+++ EXCERPT TO READ +++
Cloudscaling Group, Inc.
- Type: Private
- Industry: Cloud computing
- Founded: San Francisco, California, United States (2006)
- Founder: Randy Bias, Adam Waters
- Headquarters: San Francisco, California, U.S.
- Website: www.cloudscaling.com

= Cloudscaling =

The Cloudscaling Group, Inc., was a software company based in San Francisco, California, USA. The company’s Open Cloud System is a cloud computing system based on the OpenStack open-source software project. It is used to deploy infrastructure as a service (IaaS) public, private and hybrid clouds that support applications typically found on public cloud infrastructures such as Amazon Web Services or Google Compute Engine. These applications are often referred to as cloud-ready applications, which Cloudscaling refers to as dynamic applications and are contrasted with traditional enterprise IT applications.
+++ RECORD EXCERPTS +++
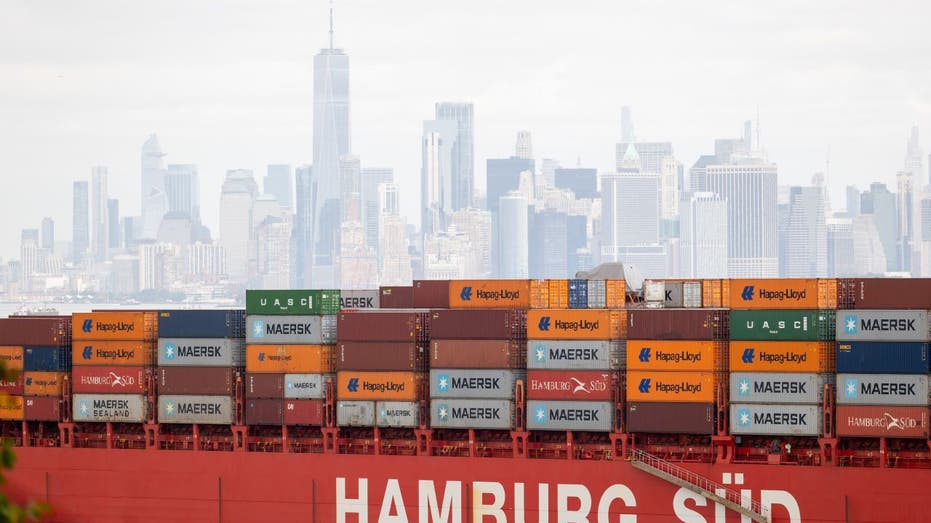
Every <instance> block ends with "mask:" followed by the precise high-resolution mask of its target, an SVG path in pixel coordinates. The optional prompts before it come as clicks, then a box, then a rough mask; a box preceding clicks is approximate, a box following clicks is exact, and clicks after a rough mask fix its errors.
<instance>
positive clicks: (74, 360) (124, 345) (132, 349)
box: [71, 341, 155, 367]
mask: <svg viewBox="0 0 931 523" xmlns="http://www.w3.org/2000/svg"><path fill="white" fill-rule="evenodd" d="M154 361H155V343H154V342H151V341H75V342H74V343H72V345H71V363H72V365H99V366H107V365H127V366H133V367H140V366H145V365H152V364H153V363H154Z"/></svg>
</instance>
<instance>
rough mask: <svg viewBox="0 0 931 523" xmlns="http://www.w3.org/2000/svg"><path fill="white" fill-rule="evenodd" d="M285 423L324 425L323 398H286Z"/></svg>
mask: <svg viewBox="0 0 931 523" xmlns="http://www.w3.org/2000/svg"><path fill="white" fill-rule="evenodd" d="M284 424H285V425H311V426H315V427H318V426H320V425H323V400H285V401H284Z"/></svg>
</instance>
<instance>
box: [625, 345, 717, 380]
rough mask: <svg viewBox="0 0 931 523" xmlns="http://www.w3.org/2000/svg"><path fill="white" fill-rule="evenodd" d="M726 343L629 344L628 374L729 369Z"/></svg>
mask: <svg viewBox="0 0 931 523" xmlns="http://www.w3.org/2000/svg"><path fill="white" fill-rule="evenodd" d="M726 352H727V342H726V341H712V340H694V341H686V340H627V368H628V369H629V370H685V371H696V372H712V371H723V370H726V369H727V357H726V356H727V355H726Z"/></svg>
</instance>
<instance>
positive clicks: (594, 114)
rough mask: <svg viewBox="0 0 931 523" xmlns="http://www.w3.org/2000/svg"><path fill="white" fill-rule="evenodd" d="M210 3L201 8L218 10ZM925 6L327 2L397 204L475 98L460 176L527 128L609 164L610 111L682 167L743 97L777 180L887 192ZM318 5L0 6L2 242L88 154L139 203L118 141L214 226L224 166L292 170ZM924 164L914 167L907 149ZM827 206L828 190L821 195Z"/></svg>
mask: <svg viewBox="0 0 931 523" xmlns="http://www.w3.org/2000/svg"><path fill="white" fill-rule="evenodd" d="M221 7H222V8H221ZM929 20H931V2H928V1H926V0H916V1H902V2H898V1H896V2H883V3H880V4H877V3H876V2H851V1H825V0H818V1H816V2H812V1H810V0H806V1H800V2H794V1H777V2H767V3H766V4H765V7H764V3H763V2H746V1H735V2H695V1H693V0H686V1H677V2H660V1H656V0H651V1H643V2H632V1H628V0H624V1H603V2H566V1H559V2H555V1H547V0H508V1H504V2H502V1H494V2H492V1H487V2H486V1H472V2H435V1H422V0H402V1H399V2H386V1H384V0H381V1H379V0H365V1H360V0H353V1H351V2H347V1H338V2H337V4H336V45H337V47H341V48H344V49H345V50H346V52H347V53H348V54H349V56H350V66H351V73H350V74H351V80H350V83H351V97H352V109H351V125H352V146H353V147H352V148H353V152H354V153H356V154H359V155H360V156H361V160H362V165H363V167H365V166H370V167H374V166H387V167H393V168H394V169H395V176H396V178H397V180H398V181H399V182H400V183H401V184H402V191H403V193H404V202H403V203H404V206H405V210H406V212H407V214H408V216H409V217H410V218H411V220H412V221H417V220H418V216H417V215H418V213H419V211H417V209H418V208H419V207H418V205H417V201H418V198H419V193H418V190H419V172H420V134H421V125H422V121H423V120H424V119H430V118H432V116H433V105H434V102H436V101H441V100H456V101H459V100H464V101H471V102H473V103H474V104H475V121H476V123H475V158H476V166H475V172H476V176H477V178H478V179H477V183H476V185H477V186H480V187H481V188H482V190H484V182H483V180H484V172H485V159H486V158H494V157H504V156H508V155H510V154H512V153H513V147H514V142H515V137H516V132H517V131H518V130H520V129H528V130H530V131H531V132H532V133H533V145H534V155H535V156H536V157H537V158H542V157H548V158H556V159H558V160H559V161H561V162H562V164H563V165H575V164H576V162H577V159H579V158H581V163H582V165H584V166H590V167H597V168H599V169H601V170H611V169H613V166H614V144H615V142H616V141H617V140H618V139H619V135H620V108H621V106H622V105H630V106H632V107H633V114H634V124H635V128H636V133H637V137H638V138H639V139H643V140H664V141H665V140H669V141H672V142H673V145H674V147H675V151H676V155H677V157H678V159H679V161H681V162H682V163H684V164H685V165H686V168H688V166H690V165H691V164H692V163H693V162H694V161H695V159H696V158H697V157H698V155H699V154H701V153H704V152H710V151H711V150H712V146H713V140H714V138H716V137H737V136H738V135H739V133H740V132H741V127H742V122H743V120H745V119H750V118H752V119H755V118H756V115H757V112H758V111H759V115H760V121H761V124H762V141H763V144H764V146H765V148H766V150H767V152H768V154H769V157H770V159H771V160H772V161H774V162H776V163H777V164H778V166H779V181H780V184H803V183H808V181H809V180H810V177H811V175H812V173H814V172H817V171H822V170H824V169H825V164H826V160H827V158H828V156H830V170H829V183H830V184H831V185H832V186H835V187H841V186H842V185H844V184H845V183H854V184H858V185H860V186H865V185H867V184H868V183H869V182H870V181H872V180H880V181H884V182H887V183H889V184H892V185H894V179H895V178H894V176H895V172H896V170H898V169H901V168H902V164H903V158H904V154H905V144H906V138H907V136H908V132H909V128H910V127H911V126H912V125H914V124H918V125H920V126H922V130H923V131H924V135H923V136H922V143H923V145H924V147H925V150H928V149H929V148H931V23H929ZM326 44H327V2H326V1H324V0H312V1H308V0H294V1H291V0H288V1H285V0H224V1H223V2H217V1H210V2H207V1H192V0H158V1H150V2H138V1H133V2H126V1H123V0H112V1H93V2H76V1H74V0H61V1H51V0H49V1H35V0H22V1H21V0H4V1H3V2H2V3H0V159H2V162H3V169H4V175H3V177H4V182H5V183H4V189H5V190H4V191H2V193H0V198H2V201H0V203H2V209H3V211H2V216H3V221H4V226H3V227H2V229H0V256H3V257H10V256H13V257H18V248H19V233H20V230H21V229H22V228H24V227H38V226H39V222H40V220H41V218H42V217H43V216H51V217H53V218H54V219H55V222H56V237H57V238H59V239H70V237H71V212H72V211H71V183H72V181H73V180H76V179H89V177H90V171H91V166H93V165H106V166H108V167H109V169H110V192H111V195H113V196H115V197H118V198H119V199H120V207H121V208H120V210H121V213H123V214H134V213H138V210H139V191H140V165H139V150H140V147H141V145H142V143H143V141H144V140H145V139H146V137H147V135H148V134H149V133H152V132H156V133H158V137H159V140H160V141H161V144H162V147H163V149H164V151H165V152H166V153H167V155H168V156H167V157H166V161H167V162H169V163H195V164H197V165H198V166H199V169H200V173H201V193H202V194H201V196H202V200H203V215H204V219H205V221H206V223H207V224H208V225H209V226H211V228H212V229H213V232H214V235H215V237H216V235H217V230H216V227H215V226H216V223H217V215H218V202H219V191H220V184H221V183H222V179H223V176H224V173H225V171H226V170H227V169H232V168H251V169H254V170H255V172H256V175H257V179H258V181H259V183H260V184H261V176H263V175H264V172H265V165H266V164H269V163H292V164H295V165H296V164H301V163H309V162H310V160H311V156H312V127H313V126H312V103H313V89H312V73H313V55H314V54H315V53H316V52H317V50H318V49H319V48H320V47H324V46H326ZM926 164H927V160H926ZM833 194H834V195H835V196H837V197H835V199H834V205H835V207H843V205H844V204H843V202H842V201H840V200H839V196H838V195H839V194H840V191H839V190H837V189H835V190H834V191H833Z"/></svg>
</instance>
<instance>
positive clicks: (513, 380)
+++
• [INSTRUCTIONS TO FOLLOW]: In the Cloudscaling article, which open-source software project is the company's Open Cloud System based on?

• [WRITTEN RESPONSE]: OpenStack